• [Exercise details]:
Print what the records say exactly, and omit the pictures.

• [Data section]:
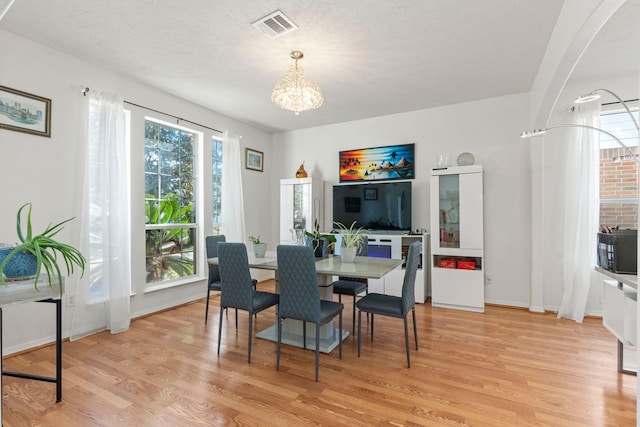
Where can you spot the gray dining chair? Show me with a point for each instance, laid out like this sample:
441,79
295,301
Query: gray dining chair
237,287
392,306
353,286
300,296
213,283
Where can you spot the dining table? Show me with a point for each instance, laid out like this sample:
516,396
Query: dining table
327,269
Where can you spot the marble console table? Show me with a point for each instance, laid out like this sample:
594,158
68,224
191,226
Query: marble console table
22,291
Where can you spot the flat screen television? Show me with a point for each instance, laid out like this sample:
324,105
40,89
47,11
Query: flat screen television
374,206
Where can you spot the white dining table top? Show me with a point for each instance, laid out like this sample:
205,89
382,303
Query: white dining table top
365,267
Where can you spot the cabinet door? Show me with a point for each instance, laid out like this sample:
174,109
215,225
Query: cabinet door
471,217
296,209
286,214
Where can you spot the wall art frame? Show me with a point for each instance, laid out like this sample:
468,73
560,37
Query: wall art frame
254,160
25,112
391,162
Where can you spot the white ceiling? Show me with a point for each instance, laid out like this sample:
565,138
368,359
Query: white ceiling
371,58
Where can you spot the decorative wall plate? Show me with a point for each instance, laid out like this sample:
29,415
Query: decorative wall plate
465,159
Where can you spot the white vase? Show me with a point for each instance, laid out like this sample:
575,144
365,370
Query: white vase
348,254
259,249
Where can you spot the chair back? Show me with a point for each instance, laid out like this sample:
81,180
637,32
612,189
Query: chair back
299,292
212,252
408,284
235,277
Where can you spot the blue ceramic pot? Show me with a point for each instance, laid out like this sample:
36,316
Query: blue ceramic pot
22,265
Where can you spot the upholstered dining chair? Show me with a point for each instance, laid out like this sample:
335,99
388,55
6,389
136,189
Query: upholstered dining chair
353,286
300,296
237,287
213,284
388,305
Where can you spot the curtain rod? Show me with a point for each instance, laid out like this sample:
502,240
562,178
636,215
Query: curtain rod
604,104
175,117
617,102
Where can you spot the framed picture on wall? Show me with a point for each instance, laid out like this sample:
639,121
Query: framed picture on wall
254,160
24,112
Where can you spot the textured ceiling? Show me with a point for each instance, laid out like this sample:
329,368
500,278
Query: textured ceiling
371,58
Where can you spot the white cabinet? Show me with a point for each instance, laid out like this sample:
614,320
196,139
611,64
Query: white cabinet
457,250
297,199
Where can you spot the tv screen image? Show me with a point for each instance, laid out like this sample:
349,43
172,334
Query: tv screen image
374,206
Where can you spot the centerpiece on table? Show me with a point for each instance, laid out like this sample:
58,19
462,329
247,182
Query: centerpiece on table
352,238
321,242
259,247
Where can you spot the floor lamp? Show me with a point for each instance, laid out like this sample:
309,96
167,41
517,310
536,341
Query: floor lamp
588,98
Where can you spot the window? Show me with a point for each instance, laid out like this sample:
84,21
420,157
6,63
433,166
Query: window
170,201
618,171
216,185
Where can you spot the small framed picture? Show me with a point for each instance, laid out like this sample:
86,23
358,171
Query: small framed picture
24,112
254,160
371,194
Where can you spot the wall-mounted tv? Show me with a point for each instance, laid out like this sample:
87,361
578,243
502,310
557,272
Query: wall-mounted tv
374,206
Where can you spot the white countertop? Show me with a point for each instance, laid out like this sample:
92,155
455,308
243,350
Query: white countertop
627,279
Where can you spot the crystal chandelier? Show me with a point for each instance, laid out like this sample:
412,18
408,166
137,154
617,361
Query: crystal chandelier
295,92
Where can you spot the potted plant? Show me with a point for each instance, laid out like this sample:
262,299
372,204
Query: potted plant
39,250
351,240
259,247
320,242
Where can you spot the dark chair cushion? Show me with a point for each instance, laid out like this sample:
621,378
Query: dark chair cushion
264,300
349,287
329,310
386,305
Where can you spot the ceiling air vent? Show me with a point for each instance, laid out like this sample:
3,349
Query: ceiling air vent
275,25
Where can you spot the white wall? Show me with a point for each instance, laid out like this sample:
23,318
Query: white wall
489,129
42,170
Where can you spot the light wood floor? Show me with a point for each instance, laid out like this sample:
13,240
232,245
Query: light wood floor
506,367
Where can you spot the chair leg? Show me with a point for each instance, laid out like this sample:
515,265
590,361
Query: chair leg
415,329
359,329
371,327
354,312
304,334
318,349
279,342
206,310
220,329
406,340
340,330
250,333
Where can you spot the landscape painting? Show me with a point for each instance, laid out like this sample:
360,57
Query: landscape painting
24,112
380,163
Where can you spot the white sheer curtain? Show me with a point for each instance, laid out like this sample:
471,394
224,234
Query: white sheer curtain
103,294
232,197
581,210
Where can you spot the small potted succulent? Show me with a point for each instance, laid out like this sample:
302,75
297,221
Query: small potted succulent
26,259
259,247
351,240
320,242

• [Task response]:
Where can you spot the gray dining chair? Show me with a point for each instance, laid out like this sample:
441,79
295,301
Query: gray dining chair
237,287
392,306
353,286
300,296
213,283
Where can you spot the dining table? Show me with a point for each instance, laid out like this sample:
516,396
Query: dining table
327,269
Where can you spot the marble console table? Show me with a point for each instance, laid out like this sample:
594,158
68,224
191,226
Query: marble console table
22,291
Where can you spot the flat screen television? Show me with a point for each instance, laid out like this sample:
324,105
40,89
47,11
Query: flat screen television
374,206
Where can you spot the white dining table top? Show me with a point for each instance, laid out like this sample:
205,89
382,303
Query: white dining table top
365,267
Where can you spot the cabinet door? Show me with a point for each instance, laid out like this sample:
174,109
215,225
Query: cabinet door
471,217
296,209
286,214
Where can you spot the wall art frame? Show me with a point for each instance, laid out like this sample:
468,73
560,37
Query: wall art frame
254,160
25,112
391,162
Where can you spot the white ceiling? Show me with a point for each instance, laid out like this sample:
565,138
368,359
Query: white ceiling
371,58
Where can you spot the decorative wall plate? Show me with a point for each instance, laid out like this sample:
29,415
Query: decorative wall plate
465,159
Where can you spot the white vase? Show me with a point for each instance, laid out like this sample:
575,144
365,370
Query: white vase
348,254
259,249
Where can you spot the chair back? Show me with a point for each instance, laid out like this sample:
81,180
637,32
612,189
Query: chair back
299,292
212,252
408,284
235,277
Where can you spot the blue ceramic pot? Show me with a point for each instance, laid out like this sample:
36,316
Query: blue ceramic pot
22,265
Where can you spot the upholstered dining chair? Show me with a point for each instance, laid out like this sample:
335,99
388,55
6,389
136,189
Query: upholstered dining chair
353,286
300,296
237,287
213,284
388,305
Where can you spot the curtain rod? Show me with a point for each instance, laid out like this sample:
502,240
562,178
636,215
Query: curtain rod
604,104
175,117
617,102
Where can you spot the framed picture on wall? Show me with a point for each instance, laid out like this sample:
639,121
Query: framed picture on wall
254,160
24,112
Where can you spot the textured ceiling? Show me with a point for each instance, laid out like this sample:
329,368
500,278
Query: textured ceiling
371,58
Where can you spot the white cabinet? Show me with a point for each instance, laid out like this sample:
614,320
196,139
611,64
Query: white cabinet
457,250
297,199
Where can you spot the tv screen image? Show me with a point for each instance, laid out like this sample:
349,43
172,334
Query: tv screen image
374,206
Where can you spot the centerpiece on table? Show me with a point for each instance, laid out like this sample:
58,19
462,329
247,182
Query: centerpiece on table
352,238
321,242
259,247
Where can you spot the floor lamp? Show me with a point for each instance, laid out like this sample:
309,96
167,41
517,310
536,341
Query: floor lamp
588,98
Where can you spot the window? Show me with a point for each instance, laid out like this sample:
84,21
420,157
6,63
433,166
Query: window
170,201
618,171
216,185
Where can you spot the small framed picture? Show me with a point for each instance, laid out like this sample:
86,23
358,171
Query: small framed picture
24,112
254,160
371,194
Where can you spot the wall-mounted tv? Show me with a point for each instance, laid out like this sample:
87,361
578,243
502,310
557,272
Query: wall-mounted tv
374,206
Where can you spot the white countertop? Show me with a point for each instance, laid out like this sample:
92,155
455,308
243,350
Query: white countertop
627,279
Where can you spot the crystal chandelier? Show me with a point for each instance, laid out like this sample:
412,18
408,166
137,154
617,361
Query: crystal chandelier
295,92
Where can you spot the potted plant? Show me with a point for each instance, laid out like this sample:
262,299
372,204
Query: potted plant
39,250
351,240
259,247
320,242
Where can you spot the dark chair cushion? Show me with a point for each instance, laid out like this sample:
621,378
Query: dark chair cushion
264,300
349,287
329,310
386,305
Where can you spot the ceiling air vent? Show me with a point for each instance, laid out like this sample:
3,349
Query: ceiling air vent
275,25
Where can you spot the white wall? Show me with a point for each instance, laid out like this sample:
23,318
Query: white wall
489,129
42,170
Where can you spot the light wood floor? Show me with a point for each instance, laid out like this sample:
13,240
232,245
Query: light wood floor
506,367
Where can you spot the chair leg? Show me with a point for each instance, laid out like this sample:
515,265
590,361
Query: chair leg
415,329
359,329
371,327
354,312
304,334
318,349
279,342
206,310
220,329
406,340
340,330
250,333
Where can you spot the landscape painting? Show me with a point for each instance, laid out like this sample:
360,57
Query: landscape painting
24,112
380,163
Where can you spot the white sheer curtain? Show me with a point for each instance, laid out like this sample:
471,394
224,234
Query: white sheer curtain
103,294
232,197
581,210
Where can you spot the small potted succulent? Show me with a point for each instance, laid out like this sample:
302,75
297,221
Query: small potted succulent
26,259
259,247
351,240
320,242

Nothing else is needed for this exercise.